* **Source data**:
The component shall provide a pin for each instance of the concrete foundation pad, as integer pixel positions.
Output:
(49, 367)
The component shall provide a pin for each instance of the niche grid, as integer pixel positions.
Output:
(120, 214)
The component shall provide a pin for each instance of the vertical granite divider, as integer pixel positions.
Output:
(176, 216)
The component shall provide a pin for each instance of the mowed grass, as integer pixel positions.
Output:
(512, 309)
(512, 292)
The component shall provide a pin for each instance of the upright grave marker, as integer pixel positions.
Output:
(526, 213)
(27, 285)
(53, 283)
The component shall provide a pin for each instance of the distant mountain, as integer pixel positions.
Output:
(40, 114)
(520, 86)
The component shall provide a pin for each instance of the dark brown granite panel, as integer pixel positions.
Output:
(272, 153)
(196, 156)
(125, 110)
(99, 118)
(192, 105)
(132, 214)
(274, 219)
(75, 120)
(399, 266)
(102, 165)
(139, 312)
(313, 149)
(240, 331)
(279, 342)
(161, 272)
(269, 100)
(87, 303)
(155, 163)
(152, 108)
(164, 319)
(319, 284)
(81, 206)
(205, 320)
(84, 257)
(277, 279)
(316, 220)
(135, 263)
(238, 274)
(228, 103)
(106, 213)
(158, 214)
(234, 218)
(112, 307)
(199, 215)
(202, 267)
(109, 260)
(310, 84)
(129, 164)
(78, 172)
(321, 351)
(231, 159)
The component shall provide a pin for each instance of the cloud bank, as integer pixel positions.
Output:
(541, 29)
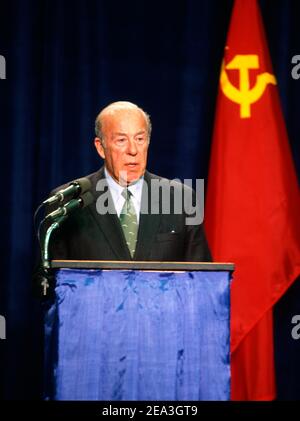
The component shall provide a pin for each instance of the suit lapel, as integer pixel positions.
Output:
(109, 223)
(148, 225)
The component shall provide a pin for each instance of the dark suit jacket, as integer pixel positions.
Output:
(86, 235)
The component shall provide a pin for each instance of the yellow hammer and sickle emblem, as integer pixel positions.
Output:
(244, 95)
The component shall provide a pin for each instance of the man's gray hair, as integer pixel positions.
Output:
(119, 105)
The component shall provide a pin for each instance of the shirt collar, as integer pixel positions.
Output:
(135, 188)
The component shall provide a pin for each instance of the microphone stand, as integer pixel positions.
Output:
(46, 267)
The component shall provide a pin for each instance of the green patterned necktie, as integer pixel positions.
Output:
(128, 221)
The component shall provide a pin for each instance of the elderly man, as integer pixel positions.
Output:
(127, 221)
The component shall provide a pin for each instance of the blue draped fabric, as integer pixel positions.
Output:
(135, 335)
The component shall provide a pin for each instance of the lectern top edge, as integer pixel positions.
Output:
(141, 265)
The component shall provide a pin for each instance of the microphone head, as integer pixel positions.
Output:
(86, 199)
(83, 183)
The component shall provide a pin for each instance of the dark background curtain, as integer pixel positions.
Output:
(65, 60)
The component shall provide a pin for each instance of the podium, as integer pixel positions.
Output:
(138, 331)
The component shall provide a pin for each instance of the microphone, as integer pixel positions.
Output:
(73, 190)
(65, 210)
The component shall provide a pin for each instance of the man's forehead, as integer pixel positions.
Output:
(123, 117)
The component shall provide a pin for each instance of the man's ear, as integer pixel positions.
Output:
(99, 147)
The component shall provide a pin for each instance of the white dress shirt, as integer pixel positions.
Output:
(116, 192)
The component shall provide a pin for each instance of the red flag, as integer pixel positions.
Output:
(252, 215)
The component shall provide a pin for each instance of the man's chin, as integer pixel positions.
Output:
(129, 177)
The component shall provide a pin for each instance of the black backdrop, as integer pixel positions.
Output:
(67, 59)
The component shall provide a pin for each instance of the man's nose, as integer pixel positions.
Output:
(132, 148)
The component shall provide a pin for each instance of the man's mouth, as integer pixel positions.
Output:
(131, 165)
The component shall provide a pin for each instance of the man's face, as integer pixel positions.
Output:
(125, 145)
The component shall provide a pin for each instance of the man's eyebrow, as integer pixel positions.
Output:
(120, 134)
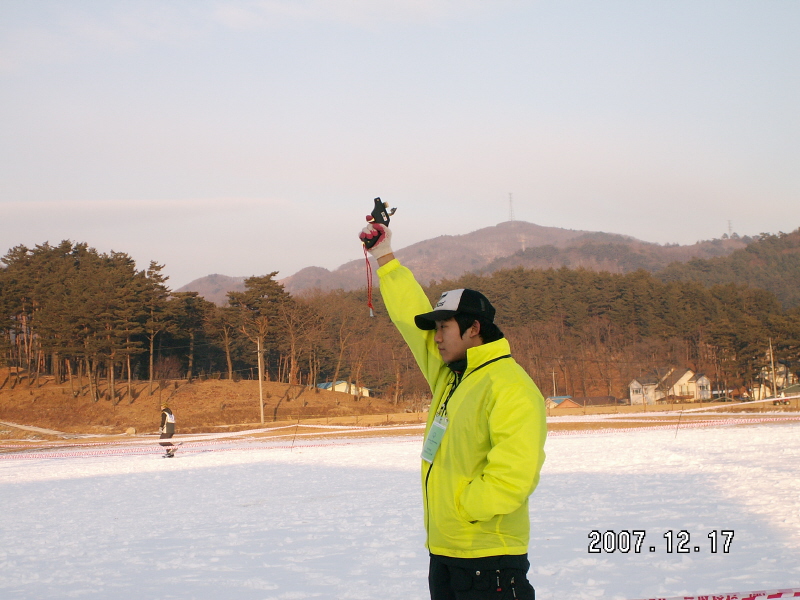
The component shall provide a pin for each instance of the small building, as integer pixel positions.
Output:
(670, 384)
(346, 387)
(560, 402)
(597, 401)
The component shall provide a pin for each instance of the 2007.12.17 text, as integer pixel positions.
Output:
(625, 541)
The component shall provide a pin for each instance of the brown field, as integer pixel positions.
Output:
(199, 406)
(46, 410)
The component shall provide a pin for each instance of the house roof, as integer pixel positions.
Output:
(329, 384)
(792, 389)
(673, 377)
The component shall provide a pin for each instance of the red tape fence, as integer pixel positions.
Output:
(785, 593)
(121, 448)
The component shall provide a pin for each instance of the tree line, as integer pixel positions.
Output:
(95, 321)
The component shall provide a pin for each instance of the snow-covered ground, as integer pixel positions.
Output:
(342, 518)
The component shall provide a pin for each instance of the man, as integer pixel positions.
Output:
(484, 439)
(167, 430)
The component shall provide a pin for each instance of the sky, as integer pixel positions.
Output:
(245, 137)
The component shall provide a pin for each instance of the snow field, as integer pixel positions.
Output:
(344, 520)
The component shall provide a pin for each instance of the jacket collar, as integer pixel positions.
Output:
(478, 355)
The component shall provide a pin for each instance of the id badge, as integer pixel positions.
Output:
(434, 439)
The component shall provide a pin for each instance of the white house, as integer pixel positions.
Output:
(661, 384)
(346, 387)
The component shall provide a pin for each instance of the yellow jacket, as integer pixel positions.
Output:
(475, 494)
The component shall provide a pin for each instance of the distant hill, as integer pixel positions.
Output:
(215, 288)
(772, 263)
(506, 245)
(613, 253)
(518, 244)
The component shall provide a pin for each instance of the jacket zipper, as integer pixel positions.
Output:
(457, 379)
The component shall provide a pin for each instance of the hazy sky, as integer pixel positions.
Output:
(242, 137)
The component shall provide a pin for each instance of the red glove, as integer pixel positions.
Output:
(383, 236)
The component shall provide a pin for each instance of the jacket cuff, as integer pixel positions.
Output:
(388, 267)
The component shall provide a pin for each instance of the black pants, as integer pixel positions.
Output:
(449, 582)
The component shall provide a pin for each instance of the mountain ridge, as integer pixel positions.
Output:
(505, 245)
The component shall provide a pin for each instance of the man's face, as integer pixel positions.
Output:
(452, 345)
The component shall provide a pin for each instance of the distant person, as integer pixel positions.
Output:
(167, 430)
(484, 440)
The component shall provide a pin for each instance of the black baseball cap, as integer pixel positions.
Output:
(463, 301)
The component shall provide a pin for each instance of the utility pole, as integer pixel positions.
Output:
(772, 364)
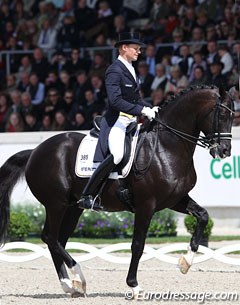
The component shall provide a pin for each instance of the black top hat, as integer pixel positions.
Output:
(127, 38)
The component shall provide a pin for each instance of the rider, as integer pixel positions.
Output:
(125, 105)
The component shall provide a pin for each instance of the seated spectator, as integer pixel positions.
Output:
(46, 123)
(52, 81)
(198, 60)
(216, 77)
(157, 97)
(15, 102)
(36, 90)
(58, 61)
(80, 86)
(60, 122)
(25, 66)
(66, 82)
(184, 60)
(11, 83)
(31, 122)
(226, 59)
(53, 102)
(99, 92)
(26, 104)
(14, 123)
(119, 26)
(4, 108)
(76, 63)
(40, 64)
(69, 105)
(47, 36)
(80, 122)
(177, 81)
(198, 77)
(145, 78)
(98, 66)
(160, 80)
(67, 36)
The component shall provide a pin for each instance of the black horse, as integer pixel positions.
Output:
(162, 176)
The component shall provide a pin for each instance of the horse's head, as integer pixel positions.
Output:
(219, 135)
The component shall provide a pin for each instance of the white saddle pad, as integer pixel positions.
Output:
(84, 166)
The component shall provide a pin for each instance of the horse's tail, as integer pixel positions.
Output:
(10, 172)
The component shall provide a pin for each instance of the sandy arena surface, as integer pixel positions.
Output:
(35, 282)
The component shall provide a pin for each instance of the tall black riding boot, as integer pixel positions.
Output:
(100, 175)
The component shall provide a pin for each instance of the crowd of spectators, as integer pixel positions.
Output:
(56, 83)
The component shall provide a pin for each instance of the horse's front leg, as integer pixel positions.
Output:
(141, 224)
(188, 206)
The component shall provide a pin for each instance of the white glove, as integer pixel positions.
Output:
(156, 108)
(150, 113)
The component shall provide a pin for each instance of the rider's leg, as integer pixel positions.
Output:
(116, 146)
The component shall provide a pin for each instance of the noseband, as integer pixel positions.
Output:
(211, 140)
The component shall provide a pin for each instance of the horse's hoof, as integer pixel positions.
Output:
(79, 286)
(76, 294)
(183, 265)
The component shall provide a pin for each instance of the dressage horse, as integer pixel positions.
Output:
(162, 176)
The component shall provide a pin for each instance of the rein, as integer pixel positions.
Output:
(207, 142)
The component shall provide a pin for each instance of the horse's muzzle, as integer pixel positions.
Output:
(221, 151)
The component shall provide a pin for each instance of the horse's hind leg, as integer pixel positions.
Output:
(188, 206)
(55, 235)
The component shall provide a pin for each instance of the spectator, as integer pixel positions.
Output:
(160, 80)
(216, 78)
(47, 36)
(76, 63)
(67, 36)
(80, 87)
(36, 90)
(99, 92)
(53, 102)
(80, 122)
(69, 105)
(60, 122)
(145, 78)
(14, 123)
(198, 60)
(25, 65)
(177, 81)
(198, 77)
(184, 61)
(15, 99)
(11, 83)
(58, 61)
(26, 104)
(157, 97)
(40, 64)
(24, 83)
(226, 59)
(66, 82)
(98, 66)
(4, 110)
(150, 58)
(197, 39)
(31, 122)
(52, 81)
(46, 123)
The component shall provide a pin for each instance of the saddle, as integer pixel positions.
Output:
(131, 129)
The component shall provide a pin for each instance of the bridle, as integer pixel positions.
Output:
(211, 140)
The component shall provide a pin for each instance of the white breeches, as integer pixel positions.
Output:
(116, 137)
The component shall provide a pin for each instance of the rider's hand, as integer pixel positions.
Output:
(150, 113)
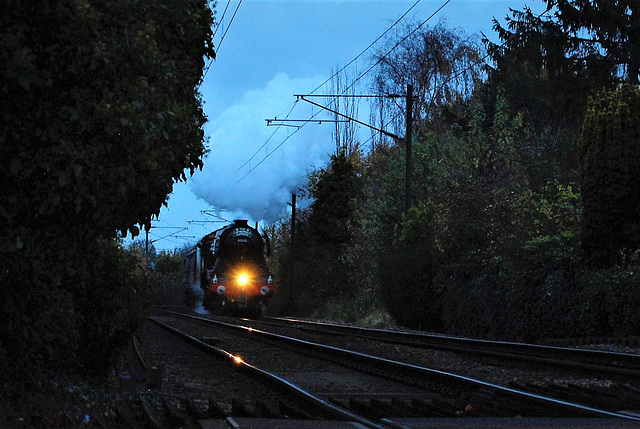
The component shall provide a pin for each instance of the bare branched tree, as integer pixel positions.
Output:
(345, 134)
(441, 64)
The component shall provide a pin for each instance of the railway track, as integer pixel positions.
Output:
(606, 362)
(408, 395)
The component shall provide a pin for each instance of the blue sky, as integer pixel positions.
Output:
(271, 51)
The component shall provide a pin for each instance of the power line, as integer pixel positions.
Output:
(221, 19)
(345, 90)
(223, 35)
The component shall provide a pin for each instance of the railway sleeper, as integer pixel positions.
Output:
(214, 411)
(389, 408)
(433, 408)
(360, 406)
(292, 411)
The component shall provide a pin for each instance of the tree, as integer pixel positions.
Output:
(100, 116)
(613, 27)
(440, 63)
(610, 156)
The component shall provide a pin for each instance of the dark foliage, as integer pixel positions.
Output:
(100, 115)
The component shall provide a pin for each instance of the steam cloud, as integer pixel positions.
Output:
(238, 132)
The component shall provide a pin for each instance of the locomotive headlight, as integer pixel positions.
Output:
(243, 279)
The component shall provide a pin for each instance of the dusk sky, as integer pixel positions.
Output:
(271, 51)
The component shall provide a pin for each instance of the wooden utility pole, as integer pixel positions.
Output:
(408, 140)
(293, 240)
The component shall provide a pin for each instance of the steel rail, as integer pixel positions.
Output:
(419, 373)
(311, 403)
(596, 360)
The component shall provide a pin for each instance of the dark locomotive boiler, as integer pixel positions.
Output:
(229, 266)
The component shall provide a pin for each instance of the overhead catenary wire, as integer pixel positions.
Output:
(331, 77)
(206, 70)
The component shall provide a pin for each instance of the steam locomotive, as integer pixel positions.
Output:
(229, 266)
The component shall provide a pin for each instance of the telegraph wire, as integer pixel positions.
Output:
(228, 26)
(331, 77)
(265, 143)
(217, 51)
(221, 19)
(368, 47)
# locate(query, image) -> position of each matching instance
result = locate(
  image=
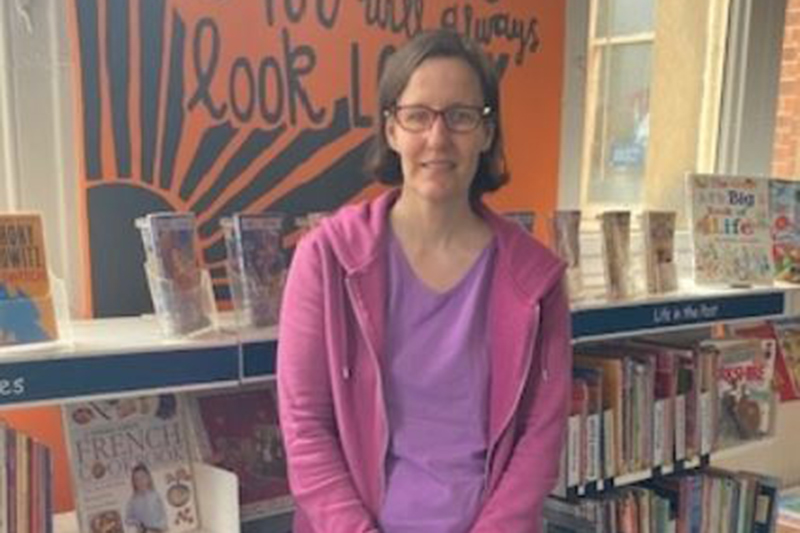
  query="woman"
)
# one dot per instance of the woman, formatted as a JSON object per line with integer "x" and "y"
{"x": 145, "y": 510}
{"x": 424, "y": 360}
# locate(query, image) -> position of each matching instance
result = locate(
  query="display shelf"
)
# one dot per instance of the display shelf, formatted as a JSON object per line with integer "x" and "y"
{"x": 259, "y": 354}
{"x": 119, "y": 356}
{"x": 604, "y": 320}
{"x": 218, "y": 499}
{"x": 604, "y": 485}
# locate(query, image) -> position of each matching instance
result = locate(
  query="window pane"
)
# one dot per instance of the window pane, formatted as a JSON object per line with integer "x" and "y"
{"x": 624, "y": 17}
{"x": 621, "y": 127}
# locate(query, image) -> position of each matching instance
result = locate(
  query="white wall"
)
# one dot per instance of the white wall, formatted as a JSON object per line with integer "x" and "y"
{"x": 38, "y": 166}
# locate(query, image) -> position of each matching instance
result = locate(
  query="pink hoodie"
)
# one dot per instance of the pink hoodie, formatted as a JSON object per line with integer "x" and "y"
{"x": 329, "y": 375}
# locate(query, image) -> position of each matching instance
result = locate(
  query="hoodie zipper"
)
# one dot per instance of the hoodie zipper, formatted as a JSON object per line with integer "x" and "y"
{"x": 531, "y": 342}
{"x": 346, "y": 373}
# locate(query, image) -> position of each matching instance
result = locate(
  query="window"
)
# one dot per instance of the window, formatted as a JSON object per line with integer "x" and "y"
{"x": 620, "y": 49}
{"x": 656, "y": 89}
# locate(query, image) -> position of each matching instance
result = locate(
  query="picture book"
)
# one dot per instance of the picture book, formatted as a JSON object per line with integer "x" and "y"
{"x": 526, "y": 219}
{"x": 730, "y": 227}
{"x": 565, "y": 228}
{"x": 238, "y": 430}
{"x": 658, "y": 228}
{"x": 131, "y": 467}
{"x": 745, "y": 397}
{"x": 257, "y": 265}
{"x": 787, "y": 333}
{"x": 784, "y": 205}
{"x": 616, "y": 234}
{"x": 179, "y": 297}
{"x": 27, "y": 313}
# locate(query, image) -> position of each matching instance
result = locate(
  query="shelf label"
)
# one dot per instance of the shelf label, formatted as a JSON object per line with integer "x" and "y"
{"x": 73, "y": 377}
{"x": 640, "y": 317}
{"x": 678, "y": 313}
{"x": 12, "y": 386}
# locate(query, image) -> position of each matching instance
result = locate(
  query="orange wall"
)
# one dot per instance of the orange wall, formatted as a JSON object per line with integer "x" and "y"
{"x": 531, "y": 98}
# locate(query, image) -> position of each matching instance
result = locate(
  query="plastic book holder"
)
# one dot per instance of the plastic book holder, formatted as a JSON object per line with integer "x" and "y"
{"x": 183, "y": 311}
{"x": 20, "y": 320}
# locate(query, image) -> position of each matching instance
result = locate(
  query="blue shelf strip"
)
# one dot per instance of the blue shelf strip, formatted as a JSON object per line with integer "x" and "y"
{"x": 58, "y": 379}
{"x": 259, "y": 359}
{"x": 696, "y": 311}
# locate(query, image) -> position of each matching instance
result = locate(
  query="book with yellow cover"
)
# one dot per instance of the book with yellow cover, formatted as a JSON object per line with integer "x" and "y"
{"x": 26, "y": 304}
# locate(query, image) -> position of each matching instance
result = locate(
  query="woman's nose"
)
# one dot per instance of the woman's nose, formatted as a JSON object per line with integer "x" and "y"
{"x": 438, "y": 132}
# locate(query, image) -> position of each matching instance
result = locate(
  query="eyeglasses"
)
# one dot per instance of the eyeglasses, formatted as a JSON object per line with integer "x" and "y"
{"x": 457, "y": 118}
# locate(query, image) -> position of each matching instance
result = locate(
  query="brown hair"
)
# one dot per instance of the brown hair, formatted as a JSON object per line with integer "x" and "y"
{"x": 382, "y": 163}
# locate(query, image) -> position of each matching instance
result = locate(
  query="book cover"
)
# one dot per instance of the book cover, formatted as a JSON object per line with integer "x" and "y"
{"x": 257, "y": 265}
{"x": 238, "y": 430}
{"x": 730, "y": 226}
{"x": 658, "y": 228}
{"x": 614, "y": 402}
{"x": 787, "y": 333}
{"x": 784, "y": 204}
{"x": 131, "y": 468}
{"x": 565, "y": 228}
{"x": 526, "y": 219}
{"x": 746, "y": 401}
{"x": 174, "y": 274}
{"x": 27, "y": 313}
{"x": 616, "y": 235}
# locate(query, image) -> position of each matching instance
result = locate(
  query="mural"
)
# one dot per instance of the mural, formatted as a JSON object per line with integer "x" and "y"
{"x": 224, "y": 106}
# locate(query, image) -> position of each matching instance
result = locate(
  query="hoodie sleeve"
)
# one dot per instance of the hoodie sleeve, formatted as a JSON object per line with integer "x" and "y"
{"x": 319, "y": 479}
{"x": 515, "y": 505}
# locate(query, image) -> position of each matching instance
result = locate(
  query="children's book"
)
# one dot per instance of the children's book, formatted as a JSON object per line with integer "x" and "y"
{"x": 787, "y": 333}
{"x": 27, "y": 313}
{"x": 658, "y": 228}
{"x": 565, "y": 230}
{"x": 526, "y": 219}
{"x": 730, "y": 226}
{"x": 173, "y": 272}
{"x": 746, "y": 400}
{"x": 131, "y": 467}
{"x": 616, "y": 234}
{"x": 238, "y": 430}
{"x": 784, "y": 204}
{"x": 257, "y": 264}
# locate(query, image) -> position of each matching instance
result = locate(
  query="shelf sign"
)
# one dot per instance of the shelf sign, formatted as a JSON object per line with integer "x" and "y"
{"x": 636, "y": 318}
{"x": 74, "y": 377}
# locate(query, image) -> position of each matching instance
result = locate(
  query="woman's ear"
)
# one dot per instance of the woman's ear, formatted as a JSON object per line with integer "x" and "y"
{"x": 488, "y": 130}
{"x": 390, "y": 130}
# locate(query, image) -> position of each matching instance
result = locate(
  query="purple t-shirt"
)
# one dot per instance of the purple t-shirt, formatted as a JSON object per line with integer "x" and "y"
{"x": 436, "y": 384}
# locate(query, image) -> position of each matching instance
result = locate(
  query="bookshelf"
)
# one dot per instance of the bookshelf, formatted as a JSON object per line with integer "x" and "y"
{"x": 119, "y": 357}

* **Description of the task**:
In the entries above, find the line that contains "shirt collar, as integer pixel positions.", then repeat exactly every line from the first one through that line, with no pictures.

* **Exercise solution**:
The component shall provide a pin for each instance of the concrete foundation pad, as integer pixel positions.
Output:
(49, 367)
The component shall provide a pin for each instance of the niche grid, as integer pixel positions.
Output:
(120, 214)
The component shall provide a pin for each instance of the vertical granite divider, as integer pixel positions.
Output:
(176, 216)
The component shall provide a pin for each instance of the mowed grass, as integer pixel positions.
Output:
(512, 309)
(512, 292)
The component shall provide a pin for each instance of the upright grave marker, as integer pixel positions.
Output:
(526, 213)
(27, 285)
(53, 283)
The component shall provide a pin for each instance of the distant mountain, as integer pixel positions.
Output:
(40, 114)
(520, 86)
The component shall provide a pin for each instance of the dark brown granite panel, as integer pixel positions.
Output:
(272, 153)
(196, 156)
(125, 110)
(99, 118)
(192, 105)
(132, 214)
(274, 219)
(75, 120)
(399, 266)
(102, 165)
(139, 312)
(313, 149)
(240, 331)
(279, 342)
(161, 272)
(269, 100)
(87, 303)
(155, 163)
(152, 108)
(164, 319)
(319, 284)
(81, 206)
(205, 320)
(84, 257)
(277, 279)
(316, 220)
(135, 263)
(238, 274)
(228, 103)
(106, 213)
(158, 214)
(234, 218)
(112, 307)
(199, 215)
(202, 267)
(109, 260)
(310, 84)
(129, 164)
(78, 172)
(321, 351)
(231, 159)
The component shall provide a pin for each instance of the cloud bank, as integer pixel positions.
Output:
(541, 29)
The component shall provide a pin for each instance of the suit lapel, as integer pixel positions.
Output:
(109, 223)
(148, 225)
The component shall provide a pin for each instance of the dark suit jacket, as integer pixel positions.
Output:
(86, 235)
The component shall provide a pin for each instance of the yellow hammer and sickle emblem, as integer pixel positions.
Output:
(244, 95)
The component shall provide a pin for each instance of the man's gray hair, as integer pixel positions.
Output:
(119, 105)
The component shall provide a pin for each instance of the shirt collar, as integer pixel positions.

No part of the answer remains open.